### SHORT PROBLEM:
Continue the introduction to the Buddhist scriptures, starting after its last sentence.

>> begin EXTRACTED TEXT

Introduction to the Buddhist Scriptures

Introduction to the Buddhist Scriptures

1

Introduction to the Buddhist Scriptures

Part One

By Nina van Gorkom

General Aspects of Buddhism

Preface

In "The Buddha's Path", Volume One, I have explained the basic principles of the Buddha's teachings, and now, in this section, I would like to introduce the reader to the Buddhist scriptures which contain the teaching of the Buddha. I will quote more extensively from the texts with the aim to encourage the reader to study the texts himself. In that way he can verify himself that the Buddha's words were directed to the practice of what he taught, in particular to the development of right understanding of all phenomena of our life.

For the now following chapters I have used many ideas of the lectures for a radio program in Thailand by Ms. Sujin Boriharnwanaket. She quotes extensively from all three parts of the scriptures, explains their meaning and inspires people to relate them to their daily life. If we merely read the texts with the purpose of intellectual understanding, we fail to see the message they contain for our life at this moment and we do not understand the goal of the Buddha's teachings.

Chapter One

Abhidhamma in the Scriptures

We read in the "Kindred Sayings" (Salayatana Vagga, Kindred Sayings about Feeling, Book I, 7, Sickness):

Once the Exalted One was staying near Vesali, in Great Grove, at the Hall of the Peaked Gable.

Then the Exalted One at eventide rising from his solitude went to visit the sick-ward, and on reaching it sat down on a seat made ready. So seated the Exalted One addressed the monks, saying:--

"Monks, a monk should meet his end collected and composed. This is our instruction to you. And how, monks, is one collected?

Herein, monks, a monk dwells, contemplating the body in the body... feeling in the feeling... consciousness in consciousness... Dhamma in Dhamma, ardent, composed and thoughtful, having put away in this world the dejection arising from craving. Thus, monks, is a monk collected.

And how, monks, is a monk composed?

Herein, monks, in his going forth and in his returning a monk acts composedly. In looking in front and looking behind, he acts composedly. In bending or relaxing (his limbs) he acts composedly. In wearing his robe and bearing outer robe and bowl, in eating, drinking, chewing, and tasting he acts composedly. In easing himself, in going, standing, sitting, sleeping, waking, in speaking and keeping silence he acts composedly. Thus, monks, is a monk composed.

Monks, a monk should meet his end collected and composed. This is our instruction to you.

>> end EXTRACTED TEXT
>> begin RECORDED INFORMATION

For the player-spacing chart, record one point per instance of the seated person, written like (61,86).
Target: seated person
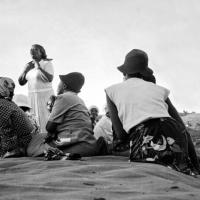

>> end RECORDED INFORMATION

### RESPONSE FOR THIS EXERCISE:
Now, monks, as that monk dwells collected, composed, earnest, ardent, strenuous, there arises in him feeling that is pleasant, and he thus understands: 'There is arisen in me this pleasant feeling. Now that is owing to something, not without cause. Owing to what? Owing to this same body. Now this body is impermanent, compounded, arisen owing to something. It is owing to this impermanent body, which has so arisen, that pleasant feeling has arisen as a consequence, and how can that be permanent?'

Thus he dwells contemplating impermanence in body and pleasant feeling, he dwells contemplating their transience, their waning, their ceasing, the giving of them up. As he thus dwells contemplating impermanence in body and pleasant feeling, contemplating their transience... the lurking tendency to lust for body and pleasant feeling is abandoned.

So also as regards painful feeling... the lurking tendency to repugnance for body and painful feeling is abandoned.

So also as regards neutral feeling... the lurking tendency to ignorance of body and neutral feeling is abandoned.

If he feels a pleasant feeling he understands: 'That is impermanent, I do not cling to it. It has no lure for me.' If he feels a painful feeling he understands likewise. So also if he feels a neutral feeling.

If he feels a pleasant feeling, he feels it as released from bondage to it.

So also, if he feels a painful feeling and a neutral feeling, he feels it as one released from bondage to it.

When he feels a feeling that his bodily endurance has reached its limit, he knows that he so feels. When he feels a feeling that life has reached its limit, he knows that he so feels. He understands: When body breaks up, after life is used up, all my experiences in this world will lose their lure and grow cold.

Just as, monks, because of oil and because of a wick a lamp keeps burning, but, when oil and wick are used up, the lamp would go out because it is not fed. Even so, monks, a monk, when he feels a feeling that his bodily endurance has reached its limit, that his life has reached its limit, when he feels a feeling that, when body breaks up, after life is used up, all his experience in this world will lose its lure and grow cold,- he knows that he so feels."

This Sutta contains the essence of the Buddha's teaching: the development of Satipatthána, right understanding of mental phenomena and physical phenomena, which leads to the eradication of all defilements. Just as a lamp will go out when oil and wick are used up the person who has eradicated defilements will not be reborn.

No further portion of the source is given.